Raking leaves isn’t my favorite activity, and with mature trees on 3 sides of my house I have plenty without the neighbors leaves blowing into my yard. But just like the guy with too many lemons I take advantage of the situation. My good luck stems from the fact that I have wide drain that runs along the road that backs up when it rains and forms a shallow pond. And that’s where I rake my leaves.

I let nature take its course and my lawn mower does the rest. It begins when the leaves saturate with water and fungi and bacteria begin to colonize the cellulose in the leaves. Cellulose forms as a result of photosynthesis generating glucose which is then polymerized. In its most basic form two glucose molecules are bound together and form structural cellulose.

Fungi and some bacteria possess the ability to break the bonds and derive glucose and other micronutrients from the leaves. Slowly the leaf breaks down. Worms help that process by feeding on the fungi and wiggling around as worms will do. Of course raking the leaves into a pile and mulching them with a lawn mower speeds things up considerably.

In the early stage the leaves are simply wet and matted and therefore a welcome environment for the fungi and bacteria. Second from the left are the leaves I ground up with mower last summer, the next pile was ground up last spring, and the pile on the far right was dug out the year before and is ready to be incorporated into the soil.

====

Task instructions
Rewrite everything in the piece on composting leaves from "Raking leaves isn’t" down to "rake my leaves.", switching "lemons" to "limes".

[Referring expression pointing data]

====

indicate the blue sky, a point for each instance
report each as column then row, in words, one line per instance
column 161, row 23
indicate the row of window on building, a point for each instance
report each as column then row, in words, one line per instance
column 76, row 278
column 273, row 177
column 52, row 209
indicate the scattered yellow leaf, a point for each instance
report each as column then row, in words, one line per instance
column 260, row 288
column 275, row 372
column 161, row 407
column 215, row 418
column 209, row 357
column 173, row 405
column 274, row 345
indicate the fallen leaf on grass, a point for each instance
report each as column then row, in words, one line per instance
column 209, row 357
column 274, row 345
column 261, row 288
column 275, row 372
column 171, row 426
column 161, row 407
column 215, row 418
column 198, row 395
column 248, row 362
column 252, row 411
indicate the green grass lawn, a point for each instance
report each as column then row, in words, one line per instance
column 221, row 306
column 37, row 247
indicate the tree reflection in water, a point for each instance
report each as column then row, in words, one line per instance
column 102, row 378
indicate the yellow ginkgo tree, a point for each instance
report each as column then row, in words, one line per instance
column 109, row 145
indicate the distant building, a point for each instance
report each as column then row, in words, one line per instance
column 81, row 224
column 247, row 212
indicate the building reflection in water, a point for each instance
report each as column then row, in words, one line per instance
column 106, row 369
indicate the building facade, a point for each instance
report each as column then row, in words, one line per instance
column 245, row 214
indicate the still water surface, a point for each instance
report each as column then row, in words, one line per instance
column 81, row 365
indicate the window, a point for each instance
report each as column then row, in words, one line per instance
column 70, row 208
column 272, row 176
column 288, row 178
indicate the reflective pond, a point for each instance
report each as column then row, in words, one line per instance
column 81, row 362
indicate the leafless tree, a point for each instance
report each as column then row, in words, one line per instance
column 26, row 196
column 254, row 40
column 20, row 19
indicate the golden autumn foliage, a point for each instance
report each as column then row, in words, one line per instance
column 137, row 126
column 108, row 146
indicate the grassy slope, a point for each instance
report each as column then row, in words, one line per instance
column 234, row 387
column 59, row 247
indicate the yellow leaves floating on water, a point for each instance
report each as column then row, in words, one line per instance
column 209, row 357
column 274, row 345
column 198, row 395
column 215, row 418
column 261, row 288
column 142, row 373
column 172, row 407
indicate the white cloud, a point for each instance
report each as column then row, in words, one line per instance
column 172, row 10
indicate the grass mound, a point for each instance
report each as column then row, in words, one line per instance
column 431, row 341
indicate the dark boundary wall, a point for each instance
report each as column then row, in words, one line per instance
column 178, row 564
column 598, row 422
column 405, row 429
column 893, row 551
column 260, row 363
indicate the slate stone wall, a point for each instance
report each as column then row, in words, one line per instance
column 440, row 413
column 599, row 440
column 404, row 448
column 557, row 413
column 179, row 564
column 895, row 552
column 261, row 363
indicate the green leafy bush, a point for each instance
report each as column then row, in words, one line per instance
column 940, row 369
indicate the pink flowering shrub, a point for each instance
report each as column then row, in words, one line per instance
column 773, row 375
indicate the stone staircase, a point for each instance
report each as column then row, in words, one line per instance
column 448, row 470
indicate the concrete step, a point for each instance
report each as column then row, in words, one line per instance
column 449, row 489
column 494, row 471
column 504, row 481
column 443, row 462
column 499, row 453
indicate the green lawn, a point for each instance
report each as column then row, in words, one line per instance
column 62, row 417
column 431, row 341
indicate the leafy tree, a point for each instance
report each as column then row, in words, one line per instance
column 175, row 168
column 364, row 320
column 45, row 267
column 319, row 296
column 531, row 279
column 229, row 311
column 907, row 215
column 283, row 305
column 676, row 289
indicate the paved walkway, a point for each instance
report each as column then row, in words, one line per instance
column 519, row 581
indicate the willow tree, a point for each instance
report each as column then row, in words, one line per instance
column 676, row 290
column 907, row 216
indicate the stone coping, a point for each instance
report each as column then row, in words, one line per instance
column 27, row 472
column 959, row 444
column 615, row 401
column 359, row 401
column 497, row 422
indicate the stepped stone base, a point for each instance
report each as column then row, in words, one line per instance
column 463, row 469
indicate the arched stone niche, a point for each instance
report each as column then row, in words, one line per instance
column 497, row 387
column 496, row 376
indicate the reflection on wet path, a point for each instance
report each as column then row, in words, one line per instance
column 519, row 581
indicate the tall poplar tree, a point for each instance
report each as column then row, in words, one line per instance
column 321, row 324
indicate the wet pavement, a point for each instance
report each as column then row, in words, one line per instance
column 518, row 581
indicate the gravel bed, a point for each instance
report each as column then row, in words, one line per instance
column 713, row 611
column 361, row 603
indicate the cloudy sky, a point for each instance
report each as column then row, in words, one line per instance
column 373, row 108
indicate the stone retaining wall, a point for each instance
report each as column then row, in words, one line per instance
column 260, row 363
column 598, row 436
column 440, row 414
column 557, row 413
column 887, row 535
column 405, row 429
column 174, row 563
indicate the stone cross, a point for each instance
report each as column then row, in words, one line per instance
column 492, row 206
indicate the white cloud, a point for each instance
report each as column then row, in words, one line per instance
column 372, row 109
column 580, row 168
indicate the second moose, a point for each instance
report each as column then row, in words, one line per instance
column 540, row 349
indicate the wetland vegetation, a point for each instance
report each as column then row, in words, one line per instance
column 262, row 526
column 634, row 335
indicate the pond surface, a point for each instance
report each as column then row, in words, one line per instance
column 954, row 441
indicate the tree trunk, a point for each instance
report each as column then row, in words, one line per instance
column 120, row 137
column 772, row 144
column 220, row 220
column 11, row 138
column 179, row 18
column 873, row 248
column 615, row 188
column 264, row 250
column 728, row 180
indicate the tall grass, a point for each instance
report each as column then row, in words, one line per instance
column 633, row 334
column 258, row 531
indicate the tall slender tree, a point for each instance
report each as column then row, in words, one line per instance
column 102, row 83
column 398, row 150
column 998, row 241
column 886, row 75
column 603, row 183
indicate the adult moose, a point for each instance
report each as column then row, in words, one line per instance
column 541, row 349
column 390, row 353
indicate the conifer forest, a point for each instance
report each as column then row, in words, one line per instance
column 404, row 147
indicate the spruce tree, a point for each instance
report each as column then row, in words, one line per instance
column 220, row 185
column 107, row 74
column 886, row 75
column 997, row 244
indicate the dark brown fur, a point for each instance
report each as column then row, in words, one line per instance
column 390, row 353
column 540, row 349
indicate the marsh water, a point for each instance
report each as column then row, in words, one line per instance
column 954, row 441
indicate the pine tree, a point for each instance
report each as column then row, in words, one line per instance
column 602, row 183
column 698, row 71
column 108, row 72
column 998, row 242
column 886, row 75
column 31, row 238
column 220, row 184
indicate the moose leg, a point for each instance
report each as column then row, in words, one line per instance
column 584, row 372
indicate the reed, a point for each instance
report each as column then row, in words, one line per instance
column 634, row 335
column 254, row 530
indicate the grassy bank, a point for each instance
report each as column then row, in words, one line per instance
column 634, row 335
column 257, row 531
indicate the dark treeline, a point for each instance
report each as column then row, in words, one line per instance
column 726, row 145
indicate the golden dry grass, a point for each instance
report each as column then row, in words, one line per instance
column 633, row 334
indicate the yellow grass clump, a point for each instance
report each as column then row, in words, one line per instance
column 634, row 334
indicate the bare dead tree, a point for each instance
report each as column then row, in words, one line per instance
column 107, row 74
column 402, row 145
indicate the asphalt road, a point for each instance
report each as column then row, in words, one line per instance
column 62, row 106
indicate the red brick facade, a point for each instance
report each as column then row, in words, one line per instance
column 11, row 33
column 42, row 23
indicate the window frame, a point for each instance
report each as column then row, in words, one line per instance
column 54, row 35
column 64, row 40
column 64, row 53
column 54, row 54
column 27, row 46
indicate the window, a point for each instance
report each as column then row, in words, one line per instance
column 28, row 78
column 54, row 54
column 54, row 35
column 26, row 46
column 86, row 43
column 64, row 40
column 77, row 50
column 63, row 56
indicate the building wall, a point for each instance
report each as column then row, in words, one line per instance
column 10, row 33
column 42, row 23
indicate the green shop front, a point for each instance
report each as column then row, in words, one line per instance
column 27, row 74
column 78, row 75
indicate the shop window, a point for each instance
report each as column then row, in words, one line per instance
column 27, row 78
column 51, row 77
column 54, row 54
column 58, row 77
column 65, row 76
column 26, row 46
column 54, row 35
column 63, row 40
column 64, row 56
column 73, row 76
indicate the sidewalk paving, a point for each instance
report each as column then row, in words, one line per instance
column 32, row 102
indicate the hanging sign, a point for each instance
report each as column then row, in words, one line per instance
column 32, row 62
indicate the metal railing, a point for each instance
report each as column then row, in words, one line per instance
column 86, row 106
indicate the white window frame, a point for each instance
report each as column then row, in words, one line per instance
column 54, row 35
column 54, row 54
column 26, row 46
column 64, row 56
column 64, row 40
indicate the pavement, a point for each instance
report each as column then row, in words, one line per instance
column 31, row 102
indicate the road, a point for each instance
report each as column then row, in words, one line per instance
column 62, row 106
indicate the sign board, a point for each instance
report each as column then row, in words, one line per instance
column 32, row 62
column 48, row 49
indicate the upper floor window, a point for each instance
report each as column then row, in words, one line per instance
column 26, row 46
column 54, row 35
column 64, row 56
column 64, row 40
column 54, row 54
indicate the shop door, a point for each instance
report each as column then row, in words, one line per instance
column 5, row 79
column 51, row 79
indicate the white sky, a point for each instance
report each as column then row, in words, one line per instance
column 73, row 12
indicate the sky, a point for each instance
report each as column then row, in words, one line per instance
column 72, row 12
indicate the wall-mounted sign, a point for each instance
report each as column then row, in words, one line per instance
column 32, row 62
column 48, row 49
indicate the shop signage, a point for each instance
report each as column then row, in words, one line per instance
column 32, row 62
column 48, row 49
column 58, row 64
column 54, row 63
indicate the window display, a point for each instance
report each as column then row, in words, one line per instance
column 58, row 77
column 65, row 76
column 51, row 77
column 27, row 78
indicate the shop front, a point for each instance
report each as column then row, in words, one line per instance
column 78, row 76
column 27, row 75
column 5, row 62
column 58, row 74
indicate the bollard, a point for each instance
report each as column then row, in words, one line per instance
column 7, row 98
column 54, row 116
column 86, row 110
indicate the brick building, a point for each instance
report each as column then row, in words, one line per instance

====

Written answer
Raking leaves isn’t my favorite activity, and with mature trees on 3 sides of my house I have plenty without the neighbors leaves blowing into my yard. But just like the guy with too many limes I take advantage of the situation. My good luck stems from the fact that I have wide drain that runs along the road that backs up when it rains and forms a shallow pond. And that’s where I rake my leaves.